> What is expected
Look below for the line with "Tag every instance of the framed", and from there restate every line word for word until the entries end.

Object position labeling entries:
"""
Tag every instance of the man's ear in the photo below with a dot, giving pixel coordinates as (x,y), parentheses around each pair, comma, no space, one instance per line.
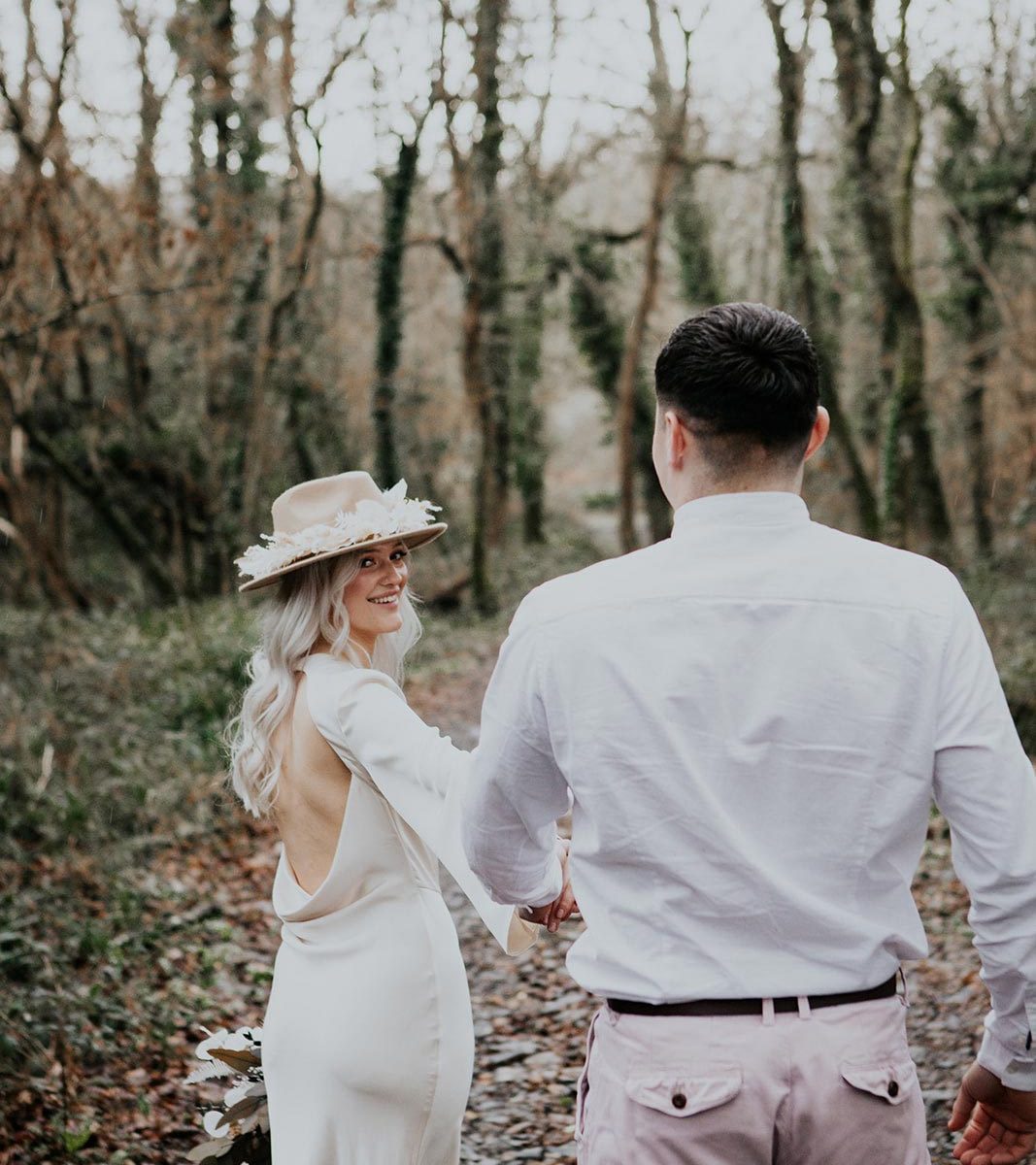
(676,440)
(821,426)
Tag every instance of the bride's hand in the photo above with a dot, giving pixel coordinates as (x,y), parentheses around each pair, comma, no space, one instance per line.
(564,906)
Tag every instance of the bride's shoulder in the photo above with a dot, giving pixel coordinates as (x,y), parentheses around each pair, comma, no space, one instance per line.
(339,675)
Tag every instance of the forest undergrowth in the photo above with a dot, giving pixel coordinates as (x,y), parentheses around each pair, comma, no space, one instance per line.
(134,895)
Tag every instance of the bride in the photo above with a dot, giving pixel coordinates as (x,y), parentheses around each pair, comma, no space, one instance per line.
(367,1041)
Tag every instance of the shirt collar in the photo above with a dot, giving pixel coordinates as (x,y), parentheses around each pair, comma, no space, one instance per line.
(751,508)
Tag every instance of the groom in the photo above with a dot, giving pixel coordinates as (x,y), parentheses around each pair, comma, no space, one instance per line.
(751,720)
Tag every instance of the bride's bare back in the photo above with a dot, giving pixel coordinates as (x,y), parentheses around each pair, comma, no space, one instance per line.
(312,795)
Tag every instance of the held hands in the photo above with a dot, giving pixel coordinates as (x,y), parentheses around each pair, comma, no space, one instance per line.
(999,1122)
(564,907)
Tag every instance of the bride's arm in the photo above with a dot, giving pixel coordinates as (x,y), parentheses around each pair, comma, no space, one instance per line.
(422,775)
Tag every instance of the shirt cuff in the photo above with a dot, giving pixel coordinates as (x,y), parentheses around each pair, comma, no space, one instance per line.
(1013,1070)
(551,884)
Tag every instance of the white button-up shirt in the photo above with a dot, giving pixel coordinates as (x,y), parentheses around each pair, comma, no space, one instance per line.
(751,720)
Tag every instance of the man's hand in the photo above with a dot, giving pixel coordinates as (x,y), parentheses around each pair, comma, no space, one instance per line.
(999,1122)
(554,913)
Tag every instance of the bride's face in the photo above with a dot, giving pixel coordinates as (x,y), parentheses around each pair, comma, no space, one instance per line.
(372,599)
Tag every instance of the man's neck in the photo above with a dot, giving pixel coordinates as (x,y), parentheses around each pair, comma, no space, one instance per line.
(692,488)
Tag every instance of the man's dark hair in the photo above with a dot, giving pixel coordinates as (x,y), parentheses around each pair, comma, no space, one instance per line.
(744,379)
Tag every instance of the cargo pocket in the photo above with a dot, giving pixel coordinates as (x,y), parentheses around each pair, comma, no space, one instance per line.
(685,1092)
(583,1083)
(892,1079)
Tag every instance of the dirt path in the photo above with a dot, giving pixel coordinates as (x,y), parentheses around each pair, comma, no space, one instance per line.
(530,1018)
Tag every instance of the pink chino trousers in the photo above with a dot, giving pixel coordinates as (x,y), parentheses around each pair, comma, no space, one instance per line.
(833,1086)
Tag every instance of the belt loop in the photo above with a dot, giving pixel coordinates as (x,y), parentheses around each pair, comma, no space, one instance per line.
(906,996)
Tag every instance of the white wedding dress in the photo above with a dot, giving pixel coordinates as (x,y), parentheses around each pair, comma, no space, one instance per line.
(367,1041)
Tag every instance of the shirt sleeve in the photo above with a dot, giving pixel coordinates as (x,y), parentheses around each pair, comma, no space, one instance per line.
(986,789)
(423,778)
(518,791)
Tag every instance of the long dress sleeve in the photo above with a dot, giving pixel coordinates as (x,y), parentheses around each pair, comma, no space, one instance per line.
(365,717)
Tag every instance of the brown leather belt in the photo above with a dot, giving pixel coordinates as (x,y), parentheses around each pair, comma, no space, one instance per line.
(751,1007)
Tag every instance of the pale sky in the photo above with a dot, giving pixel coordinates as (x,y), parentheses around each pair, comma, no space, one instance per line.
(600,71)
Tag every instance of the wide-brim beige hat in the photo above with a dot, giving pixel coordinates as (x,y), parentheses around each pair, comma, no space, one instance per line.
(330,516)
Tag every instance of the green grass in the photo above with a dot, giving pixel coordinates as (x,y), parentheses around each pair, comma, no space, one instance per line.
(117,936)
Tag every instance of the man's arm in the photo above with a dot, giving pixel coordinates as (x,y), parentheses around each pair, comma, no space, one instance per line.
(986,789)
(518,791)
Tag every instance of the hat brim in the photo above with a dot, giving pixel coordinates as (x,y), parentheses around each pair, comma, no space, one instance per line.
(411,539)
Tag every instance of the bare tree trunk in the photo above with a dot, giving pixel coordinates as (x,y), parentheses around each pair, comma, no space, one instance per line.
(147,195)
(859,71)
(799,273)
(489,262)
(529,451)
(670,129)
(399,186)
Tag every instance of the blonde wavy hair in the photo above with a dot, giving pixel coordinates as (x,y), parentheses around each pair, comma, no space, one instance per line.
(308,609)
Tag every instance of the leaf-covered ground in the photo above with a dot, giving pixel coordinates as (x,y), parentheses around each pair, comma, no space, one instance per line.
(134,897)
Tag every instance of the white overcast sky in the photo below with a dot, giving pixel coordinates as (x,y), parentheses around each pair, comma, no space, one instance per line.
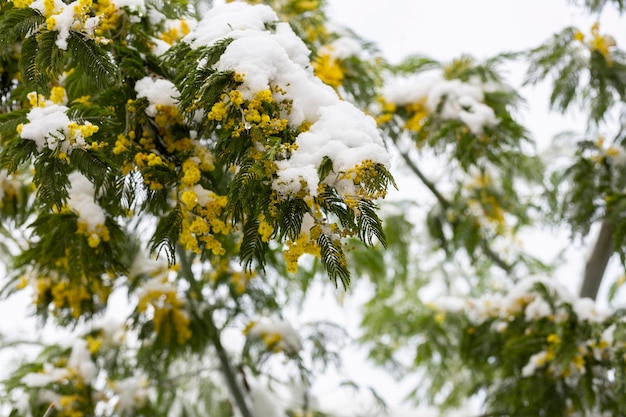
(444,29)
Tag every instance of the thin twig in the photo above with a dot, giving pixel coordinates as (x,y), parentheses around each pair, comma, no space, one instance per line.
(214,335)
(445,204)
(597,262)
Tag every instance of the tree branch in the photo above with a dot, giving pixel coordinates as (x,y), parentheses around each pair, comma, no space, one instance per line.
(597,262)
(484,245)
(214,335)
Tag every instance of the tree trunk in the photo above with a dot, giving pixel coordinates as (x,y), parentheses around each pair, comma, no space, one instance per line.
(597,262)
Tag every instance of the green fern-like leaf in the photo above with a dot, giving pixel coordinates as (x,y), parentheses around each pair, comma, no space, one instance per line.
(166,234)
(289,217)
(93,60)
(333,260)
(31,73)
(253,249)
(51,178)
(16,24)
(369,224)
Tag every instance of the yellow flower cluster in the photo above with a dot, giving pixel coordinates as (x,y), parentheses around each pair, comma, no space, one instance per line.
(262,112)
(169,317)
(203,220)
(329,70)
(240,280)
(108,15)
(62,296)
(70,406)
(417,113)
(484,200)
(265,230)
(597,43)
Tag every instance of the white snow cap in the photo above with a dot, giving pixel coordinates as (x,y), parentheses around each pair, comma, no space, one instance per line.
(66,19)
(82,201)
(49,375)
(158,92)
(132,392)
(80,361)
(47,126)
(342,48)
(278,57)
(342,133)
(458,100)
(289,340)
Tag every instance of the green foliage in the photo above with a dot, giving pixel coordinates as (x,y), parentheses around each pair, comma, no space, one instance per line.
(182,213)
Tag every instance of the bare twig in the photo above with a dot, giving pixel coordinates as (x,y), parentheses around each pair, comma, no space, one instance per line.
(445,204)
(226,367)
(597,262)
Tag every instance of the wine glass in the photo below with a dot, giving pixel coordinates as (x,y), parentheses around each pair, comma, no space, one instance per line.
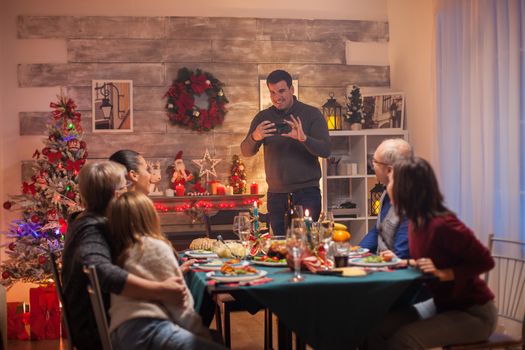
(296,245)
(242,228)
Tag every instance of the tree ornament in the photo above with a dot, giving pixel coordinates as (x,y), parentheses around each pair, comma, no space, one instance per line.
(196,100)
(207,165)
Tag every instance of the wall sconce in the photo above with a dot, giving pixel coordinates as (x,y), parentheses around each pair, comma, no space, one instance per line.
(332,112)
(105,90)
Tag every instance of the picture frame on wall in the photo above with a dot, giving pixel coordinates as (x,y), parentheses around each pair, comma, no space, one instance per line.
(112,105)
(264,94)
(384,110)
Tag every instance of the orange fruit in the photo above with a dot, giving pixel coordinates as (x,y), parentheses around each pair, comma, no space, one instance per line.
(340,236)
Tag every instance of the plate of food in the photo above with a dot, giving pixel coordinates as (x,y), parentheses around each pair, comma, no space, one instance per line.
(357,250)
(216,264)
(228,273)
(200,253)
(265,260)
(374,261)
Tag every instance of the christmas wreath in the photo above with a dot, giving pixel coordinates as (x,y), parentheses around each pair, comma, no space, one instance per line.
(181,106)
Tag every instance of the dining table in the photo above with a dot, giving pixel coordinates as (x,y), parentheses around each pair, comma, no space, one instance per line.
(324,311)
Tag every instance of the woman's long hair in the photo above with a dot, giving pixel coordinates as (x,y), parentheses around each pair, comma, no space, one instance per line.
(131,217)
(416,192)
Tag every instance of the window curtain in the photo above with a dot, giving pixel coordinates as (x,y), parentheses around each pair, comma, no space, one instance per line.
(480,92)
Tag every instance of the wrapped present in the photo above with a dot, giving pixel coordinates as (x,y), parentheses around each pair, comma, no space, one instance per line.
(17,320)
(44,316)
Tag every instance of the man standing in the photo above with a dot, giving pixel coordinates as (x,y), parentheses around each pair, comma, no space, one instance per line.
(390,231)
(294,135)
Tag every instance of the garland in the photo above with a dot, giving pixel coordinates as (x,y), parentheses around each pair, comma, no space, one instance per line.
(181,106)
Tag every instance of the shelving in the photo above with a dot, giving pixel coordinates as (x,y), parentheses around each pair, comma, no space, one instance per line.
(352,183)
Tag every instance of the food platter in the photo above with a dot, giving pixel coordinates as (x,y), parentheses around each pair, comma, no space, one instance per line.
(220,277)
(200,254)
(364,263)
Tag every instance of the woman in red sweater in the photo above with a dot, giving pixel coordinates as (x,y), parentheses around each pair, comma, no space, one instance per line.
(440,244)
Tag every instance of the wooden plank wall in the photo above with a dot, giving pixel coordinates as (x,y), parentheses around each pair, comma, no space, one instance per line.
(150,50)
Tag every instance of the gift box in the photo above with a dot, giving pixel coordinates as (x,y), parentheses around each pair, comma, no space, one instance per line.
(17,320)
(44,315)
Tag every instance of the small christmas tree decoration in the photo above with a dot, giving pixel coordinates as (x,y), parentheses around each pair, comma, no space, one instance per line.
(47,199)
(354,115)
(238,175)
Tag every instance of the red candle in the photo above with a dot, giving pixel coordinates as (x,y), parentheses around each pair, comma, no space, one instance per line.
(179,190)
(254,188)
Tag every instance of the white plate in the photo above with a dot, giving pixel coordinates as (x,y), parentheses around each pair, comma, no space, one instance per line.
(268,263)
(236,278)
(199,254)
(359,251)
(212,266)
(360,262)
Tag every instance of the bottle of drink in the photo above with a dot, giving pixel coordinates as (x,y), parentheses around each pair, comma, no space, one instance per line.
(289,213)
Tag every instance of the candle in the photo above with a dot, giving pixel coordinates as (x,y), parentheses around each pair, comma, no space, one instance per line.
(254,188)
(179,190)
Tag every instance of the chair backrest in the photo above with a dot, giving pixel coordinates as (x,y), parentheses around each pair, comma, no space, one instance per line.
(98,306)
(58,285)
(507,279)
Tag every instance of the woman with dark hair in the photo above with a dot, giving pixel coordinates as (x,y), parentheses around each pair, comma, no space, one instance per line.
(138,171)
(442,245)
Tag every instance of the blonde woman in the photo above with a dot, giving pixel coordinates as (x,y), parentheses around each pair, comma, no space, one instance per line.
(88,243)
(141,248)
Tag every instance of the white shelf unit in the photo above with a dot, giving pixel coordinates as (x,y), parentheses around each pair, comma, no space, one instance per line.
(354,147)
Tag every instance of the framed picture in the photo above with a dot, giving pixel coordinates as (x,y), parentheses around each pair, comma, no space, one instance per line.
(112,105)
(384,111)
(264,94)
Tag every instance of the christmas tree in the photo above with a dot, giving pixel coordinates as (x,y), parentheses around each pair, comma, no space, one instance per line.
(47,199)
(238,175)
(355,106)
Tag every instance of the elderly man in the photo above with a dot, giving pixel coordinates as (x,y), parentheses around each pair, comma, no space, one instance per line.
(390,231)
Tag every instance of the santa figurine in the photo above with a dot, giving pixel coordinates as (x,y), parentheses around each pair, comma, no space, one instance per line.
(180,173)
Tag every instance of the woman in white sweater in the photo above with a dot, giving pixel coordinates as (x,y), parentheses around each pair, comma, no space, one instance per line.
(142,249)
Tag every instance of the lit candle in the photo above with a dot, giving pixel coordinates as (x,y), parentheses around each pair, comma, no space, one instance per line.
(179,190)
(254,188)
"""
> Reply
Tag every instance of the framed picture in the photo above with a dot, giving pixel coordinates as (x,y), parentheses around each pair, comma, no space, one instance per line.
(112,105)
(384,111)
(264,94)
Tag every instance of the christmas tree in the photo above with a dot, giving pixel coordinates as (x,y), parentheses around each pair, comma, no space, one instance per line.
(47,199)
(238,175)
(355,106)
Tag every instance of the elderly man in the photo above with a dot, giving pixel coordinates as (x,y), parentheses around each pair, comma, no space, one instance per line.
(390,231)
Tag every instance of the santa figurine in the photo above with a dot, giving pixel coordinates as (x,y), parentheses around each pair, comma, no space, one instance per line.
(180,173)
Tag every instance of the woman in white sweater in the photo above with a dot, giving pixel coordinates as (x,y), parentheses around each pair, comma, no space, one instance per line.
(142,249)
Tag every instance of the lit candle in the photo above with a dot, giving pixel coordinates as (x,y), parentheses around each pair, comma, no space, one instance per line.
(179,190)
(254,188)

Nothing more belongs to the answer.